TASK TO COMPLETE = Count the lines in the records below that contain the string "post", matching case exactly, and reply with only that number.

DATA RECORDS =
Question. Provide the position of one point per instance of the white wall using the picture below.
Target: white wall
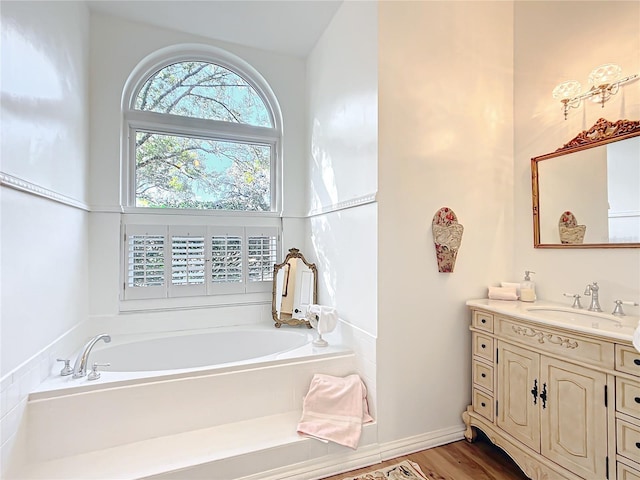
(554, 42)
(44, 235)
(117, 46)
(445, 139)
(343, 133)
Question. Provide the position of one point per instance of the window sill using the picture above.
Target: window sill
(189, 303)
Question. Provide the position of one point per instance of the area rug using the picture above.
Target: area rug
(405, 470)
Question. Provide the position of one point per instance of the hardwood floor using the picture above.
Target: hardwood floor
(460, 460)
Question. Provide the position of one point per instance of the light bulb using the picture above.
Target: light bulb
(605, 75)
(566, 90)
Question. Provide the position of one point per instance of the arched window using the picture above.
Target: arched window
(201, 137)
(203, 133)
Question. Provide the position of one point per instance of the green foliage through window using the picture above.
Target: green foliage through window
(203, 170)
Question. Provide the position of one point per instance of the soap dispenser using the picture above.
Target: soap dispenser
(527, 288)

==

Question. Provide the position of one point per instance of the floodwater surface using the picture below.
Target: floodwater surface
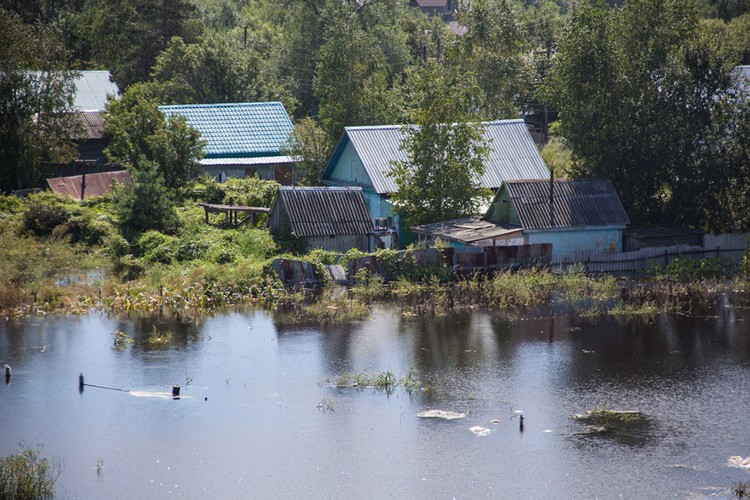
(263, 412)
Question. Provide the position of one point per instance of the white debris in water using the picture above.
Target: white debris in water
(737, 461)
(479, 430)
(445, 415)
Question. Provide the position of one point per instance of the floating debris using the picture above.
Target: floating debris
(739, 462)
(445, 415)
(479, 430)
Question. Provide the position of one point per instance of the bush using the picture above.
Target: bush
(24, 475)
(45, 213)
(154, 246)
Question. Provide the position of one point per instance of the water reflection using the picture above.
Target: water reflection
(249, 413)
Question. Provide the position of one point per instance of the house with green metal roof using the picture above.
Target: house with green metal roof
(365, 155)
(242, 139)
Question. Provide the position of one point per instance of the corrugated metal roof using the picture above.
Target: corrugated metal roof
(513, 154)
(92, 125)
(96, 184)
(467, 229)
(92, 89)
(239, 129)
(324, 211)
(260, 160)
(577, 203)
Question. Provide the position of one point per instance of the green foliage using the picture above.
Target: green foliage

* * *

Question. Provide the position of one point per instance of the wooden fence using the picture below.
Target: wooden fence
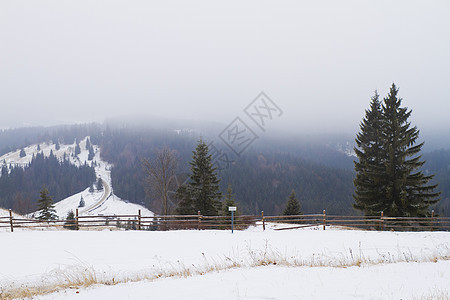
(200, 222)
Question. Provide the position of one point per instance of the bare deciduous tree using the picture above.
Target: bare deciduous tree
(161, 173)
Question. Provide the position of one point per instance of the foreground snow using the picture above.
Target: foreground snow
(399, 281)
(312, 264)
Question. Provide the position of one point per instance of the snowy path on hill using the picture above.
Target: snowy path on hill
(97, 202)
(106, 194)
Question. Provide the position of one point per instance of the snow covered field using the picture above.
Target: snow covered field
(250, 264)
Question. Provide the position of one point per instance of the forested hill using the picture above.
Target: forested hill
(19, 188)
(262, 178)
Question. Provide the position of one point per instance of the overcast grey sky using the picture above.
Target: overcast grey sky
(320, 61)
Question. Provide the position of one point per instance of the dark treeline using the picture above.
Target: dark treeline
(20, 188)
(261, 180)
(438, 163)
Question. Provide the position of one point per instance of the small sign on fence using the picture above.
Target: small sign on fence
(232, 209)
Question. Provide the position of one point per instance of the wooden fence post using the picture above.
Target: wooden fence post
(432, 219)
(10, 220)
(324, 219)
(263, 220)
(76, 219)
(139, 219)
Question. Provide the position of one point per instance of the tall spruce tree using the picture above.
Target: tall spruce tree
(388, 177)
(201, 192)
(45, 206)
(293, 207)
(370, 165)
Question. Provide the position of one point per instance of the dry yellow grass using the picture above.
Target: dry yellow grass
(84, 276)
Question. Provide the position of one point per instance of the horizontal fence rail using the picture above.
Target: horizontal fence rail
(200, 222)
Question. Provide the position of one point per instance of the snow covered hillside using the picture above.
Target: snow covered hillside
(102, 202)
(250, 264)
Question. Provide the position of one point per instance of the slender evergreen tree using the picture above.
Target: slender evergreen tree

ANSWER FOR THE TASK = 2